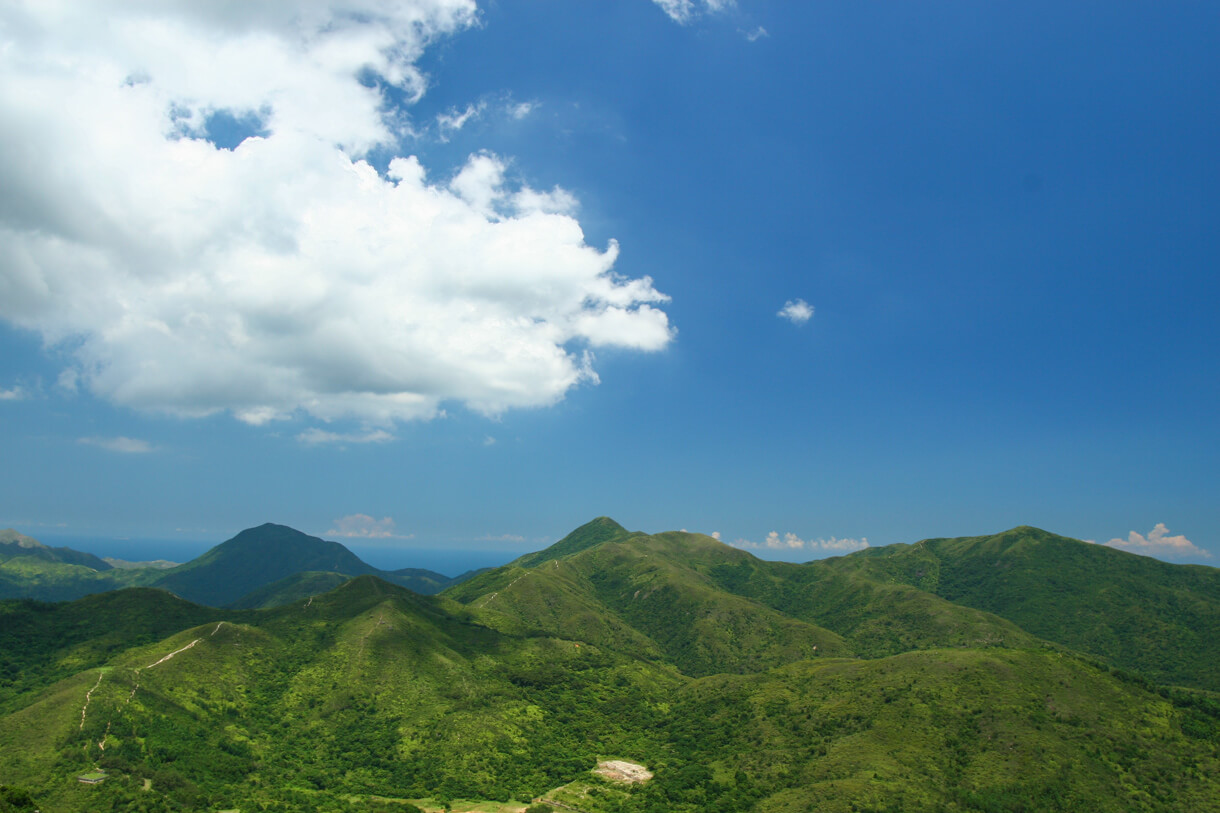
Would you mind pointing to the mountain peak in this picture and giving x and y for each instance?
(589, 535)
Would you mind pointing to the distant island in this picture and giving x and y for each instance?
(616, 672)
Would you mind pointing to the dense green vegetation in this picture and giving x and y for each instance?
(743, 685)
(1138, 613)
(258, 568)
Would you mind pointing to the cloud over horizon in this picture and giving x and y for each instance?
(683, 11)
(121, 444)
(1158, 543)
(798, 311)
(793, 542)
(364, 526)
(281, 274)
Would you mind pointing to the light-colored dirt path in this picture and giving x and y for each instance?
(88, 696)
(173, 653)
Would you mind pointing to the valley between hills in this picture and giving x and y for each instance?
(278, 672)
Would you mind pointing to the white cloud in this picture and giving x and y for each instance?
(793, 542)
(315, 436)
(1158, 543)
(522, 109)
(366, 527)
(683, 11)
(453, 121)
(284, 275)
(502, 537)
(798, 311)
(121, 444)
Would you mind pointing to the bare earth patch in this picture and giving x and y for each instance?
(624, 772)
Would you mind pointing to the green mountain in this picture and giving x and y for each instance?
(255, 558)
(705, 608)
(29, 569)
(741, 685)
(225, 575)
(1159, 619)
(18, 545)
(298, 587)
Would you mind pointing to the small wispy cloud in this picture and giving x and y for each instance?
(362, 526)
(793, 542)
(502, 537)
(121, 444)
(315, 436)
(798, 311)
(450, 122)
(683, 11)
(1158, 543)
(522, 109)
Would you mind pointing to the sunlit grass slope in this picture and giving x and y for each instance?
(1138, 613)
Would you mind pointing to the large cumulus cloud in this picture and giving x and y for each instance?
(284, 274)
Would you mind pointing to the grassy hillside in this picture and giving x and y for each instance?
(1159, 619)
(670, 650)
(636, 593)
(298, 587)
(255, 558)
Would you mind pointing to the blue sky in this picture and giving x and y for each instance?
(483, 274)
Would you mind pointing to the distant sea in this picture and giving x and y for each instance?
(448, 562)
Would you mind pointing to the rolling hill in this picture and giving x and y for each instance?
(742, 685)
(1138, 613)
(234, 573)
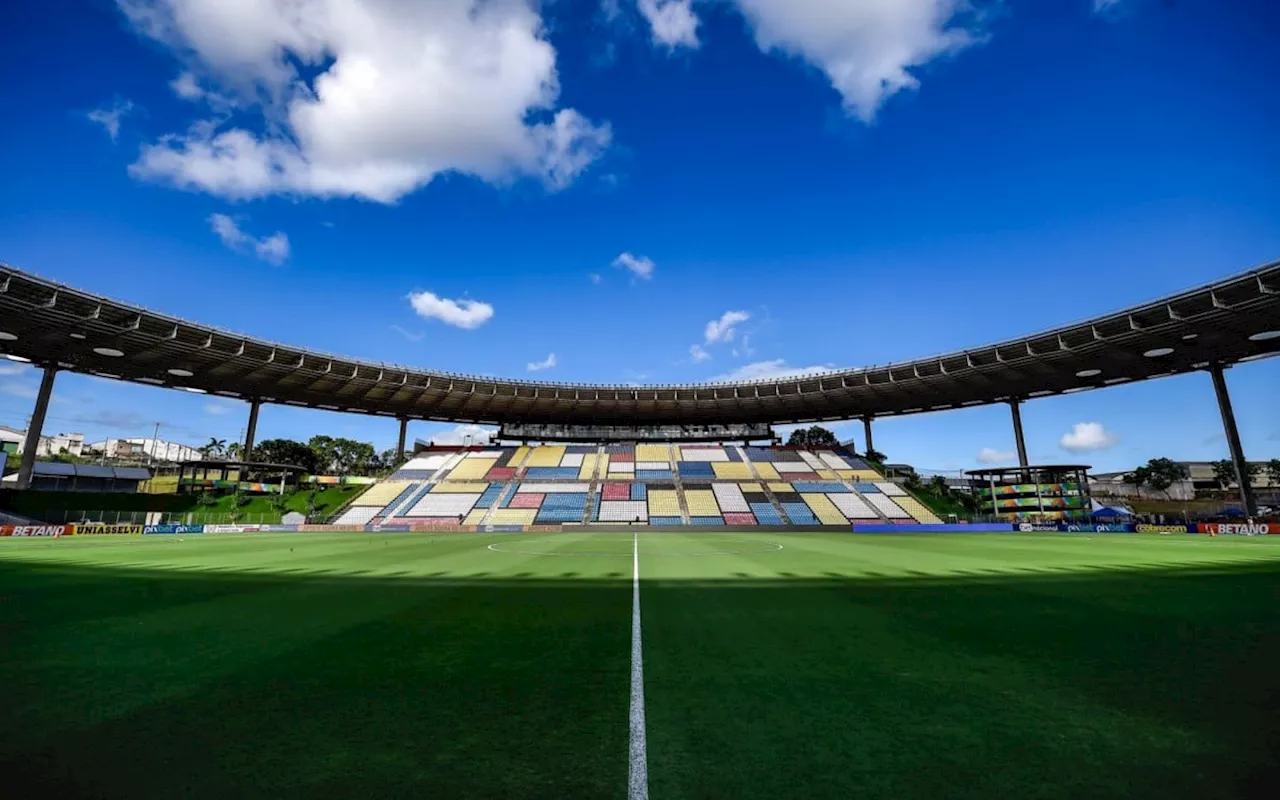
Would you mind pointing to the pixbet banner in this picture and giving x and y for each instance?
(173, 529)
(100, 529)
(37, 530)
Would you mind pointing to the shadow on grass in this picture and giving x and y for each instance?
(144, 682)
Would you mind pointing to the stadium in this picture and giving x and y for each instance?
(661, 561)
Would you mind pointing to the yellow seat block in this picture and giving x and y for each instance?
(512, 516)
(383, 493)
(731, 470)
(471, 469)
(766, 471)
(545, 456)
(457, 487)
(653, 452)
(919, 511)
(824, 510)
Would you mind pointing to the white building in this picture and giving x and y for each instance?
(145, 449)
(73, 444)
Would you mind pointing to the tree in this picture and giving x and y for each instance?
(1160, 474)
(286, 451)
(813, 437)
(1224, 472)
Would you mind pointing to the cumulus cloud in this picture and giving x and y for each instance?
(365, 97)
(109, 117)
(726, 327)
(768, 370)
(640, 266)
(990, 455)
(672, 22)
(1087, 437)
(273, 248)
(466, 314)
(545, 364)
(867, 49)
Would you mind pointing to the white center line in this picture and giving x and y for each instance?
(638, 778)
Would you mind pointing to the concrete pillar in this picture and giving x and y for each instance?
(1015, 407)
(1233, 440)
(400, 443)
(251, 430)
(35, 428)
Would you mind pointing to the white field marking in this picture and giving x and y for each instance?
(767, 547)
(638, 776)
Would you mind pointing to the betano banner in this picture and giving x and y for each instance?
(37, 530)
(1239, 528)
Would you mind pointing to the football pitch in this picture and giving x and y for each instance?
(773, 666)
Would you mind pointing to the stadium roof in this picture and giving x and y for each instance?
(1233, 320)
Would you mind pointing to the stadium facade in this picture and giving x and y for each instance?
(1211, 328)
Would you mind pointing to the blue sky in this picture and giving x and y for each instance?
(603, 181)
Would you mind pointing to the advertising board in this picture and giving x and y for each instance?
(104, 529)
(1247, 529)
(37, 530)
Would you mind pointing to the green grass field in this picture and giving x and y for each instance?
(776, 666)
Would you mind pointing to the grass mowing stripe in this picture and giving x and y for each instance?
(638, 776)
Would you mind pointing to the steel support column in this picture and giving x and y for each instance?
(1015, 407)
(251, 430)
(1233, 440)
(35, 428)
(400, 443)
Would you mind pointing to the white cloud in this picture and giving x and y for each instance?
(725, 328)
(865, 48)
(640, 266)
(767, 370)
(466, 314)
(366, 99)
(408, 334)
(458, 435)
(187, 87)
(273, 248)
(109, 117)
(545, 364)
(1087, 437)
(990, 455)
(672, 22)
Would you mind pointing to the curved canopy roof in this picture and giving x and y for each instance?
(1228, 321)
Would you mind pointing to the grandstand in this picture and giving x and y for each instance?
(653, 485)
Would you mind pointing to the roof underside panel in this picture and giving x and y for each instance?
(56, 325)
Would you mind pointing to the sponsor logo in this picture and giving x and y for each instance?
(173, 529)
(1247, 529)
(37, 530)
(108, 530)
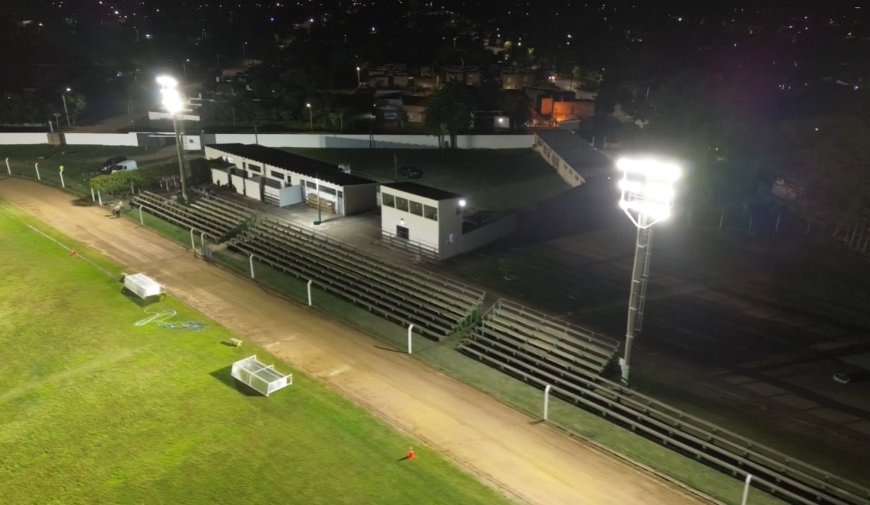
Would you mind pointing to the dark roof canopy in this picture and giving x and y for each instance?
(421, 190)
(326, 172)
________________
**Work task**
Everything in the listing must be restated word for word, except for the pictures.

**Solution for this problem**
Would you mind pointing to the mountain peak in this picture and giving x and y for each instance?
(589, 535)
Would you mind pointing to the distant island in this picture and giving x and y for each instance?
(616, 672)
Would you mind pointing to the dense green vegetation in this picture and giving x and y for each instance?
(743, 685)
(1138, 613)
(258, 568)
Would you mind pointing to the cloud over horizon in this picture and giving x and y for each instance?
(683, 11)
(121, 444)
(1158, 543)
(798, 311)
(793, 542)
(364, 526)
(281, 274)
Would you mind pointing to the light-colored dirt path in this picture and giving x and y for each instance?
(88, 696)
(173, 653)
Would you mind pointing to the valley between hills in this picture and giving x and y for each instance?
(278, 672)
Would you mind pointing to the white cloud in this picture and giving x and y for each instance?
(793, 542)
(315, 436)
(1158, 543)
(522, 109)
(366, 527)
(683, 11)
(453, 121)
(284, 275)
(502, 537)
(798, 311)
(121, 444)
Would you mind pointing to the bare earth patch in this picture and giving x and y for each instance?
(624, 772)
Would you mind pointing to the green mountain in this picture and giving x and y for each instance?
(255, 558)
(705, 608)
(29, 569)
(741, 685)
(225, 575)
(1159, 619)
(18, 545)
(298, 587)
Would you mind pointing to the small wispy cloud in this picture and giving x and y for each instance?
(362, 526)
(793, 542)
(502, 537)
(121, 444)
(315, 436)
(798, 311)
(450, 122)
(683, 11)
(1158, 543)
(522, 109)
Would you mind pointing to the sunlit grass slope in this picture and giving x and y for each instance?
(1138, 613)
Would you mind pointing to the large cumulus cloud in this picture and giving x and y for each instance?
(284, 274)
Would you mind pointing to the grassy hillside in this picture and giving x and y for each instance?
(1159, 619)
(670, 650)
(636, 593)
(298, 587)
(255, 558)
Would you mind pointing to the blue sky in this picture and giving x and y for each instance?
(483, 274)
Would you mind pointing to the distant sea in this picture and giving x and y for each instance?
(448, 562)
Would you mind pointing to the rolling hill in this picture and giving x and y for each instance?
(742, 685)
(1138, 613)
(234, 573)
Would you mind pointing to the pixbet banner in this picture and giving x and y for each instance?
(173, 529)
(100, 529)
(37, 530)
Would you mind pointing to the shadow on grass in this picture and giving x and y for each instance?
(144, 682)
Would you mind pointing to the stadium in this picture and giving x and y for each instance?
(661, 561)
Would you mind pointing to the yellow seat block in this picture and giving x and y for each instance?
(512, 516)
(383, 493)
(731, 470)
(471, 469)
(766, 471)
(545, 456)
(457, 487)
(653, 452)
(919, 511)
(824, 510)
Would you mind pointing to the white building in this picture and giving x and y for each instance?
(145, 449)
(73, 444)
Would you mind pointing to the tree in this picture and giving x and y for each instance?
(1160, 474)
(286, 451)
(813, 437)
(1224, 472)
Would you mind pointing to the cumulus cloud in this picture and giving x and y for each instance?
(365, 97)
(109, 117)
(726, 327)
(768, 370)
(640, 266)
(990, 455)
(672, 22)
(1087, 437)
(273, 248)
(466, 314)
(545, 364)
(867, 49)
Would you mind pointing to the white center line in this picture and giving x and y for each instance?
(638, 778)
Would you mind pointing to the concrete pillar in this picture and giving x and y for each instance?
(1015, 407)
(1233, 440)
(400, 443)
(251, 430)
(35, 428)
Would you mind pointing to the white field marking in this picture and giving x and y for each instance?
(767, 547)
(638, 776)
Would you mind pointing to the betano banner in this picture and giving x and y for each instance?
(37, 530)
(1239, 528)
Would you mind pointing to the football pitch in this picture and giving x and y for each instance?
(773, 666)
Would you mind pointing to the stadium roof in this picture and giving x and y for each instance?
(1233, 320)
Would you mind pointing to the stadium facade in this picture and giving x and y for each instance?
(1211, 328)
Would you mind pointing to the blue sky in this picture and giving x and y for each instance?
(603, 181)
Would you mind pointing to the advertising board in this picture and giving x and y for each instance?
(104, 529)
(1247, 529)
(37, 530)
Would you mind pointing to the green grass field in this picture and giving x and y for each instance?
(776, 666)
Would you mind pointing to the grass mowing stripe in this picture and giving x and y for each instance?
(638, 776)
Would you mind pointing to the steel support column in this picture and giving x and y for each instance?
(1015, 407)
(251, 430)
(1233, 440)
(35, 428)
(400, 443)
Would you mind pointing to the white cloud in this picture and giving x and y for each instance?
(725, 328)
(865, 48)
(640, 266)
(767, 370)
(466, 314)
(366, 99)
(408, 334)
(458, 435)
(187, 87)
(273, 248)
(109, 117)
(545, 364)
(1087, 437)
(990, 455)
(672, 22)
Would you mind pointing to the curved canopy roof in this picture and giving x and y for each instance?
(1228, 321)
Would you mind pointing to the grandstand in this picture and giving x and y for each instance?
(653, 485)
Would you mind pointing to the roof underside panel in this picture and giving x and y for each instance?
(56, 325)
Would you mind pointing to the sponsor logo in this picture and giving x and y for each instance?
(173, 529)
(1247, 529)
(37, 530)
(108, 530)
Would you mind pointing to the dark roof canopy in this picture and giving x and y for each instance?
(421, 190)
(326, 172)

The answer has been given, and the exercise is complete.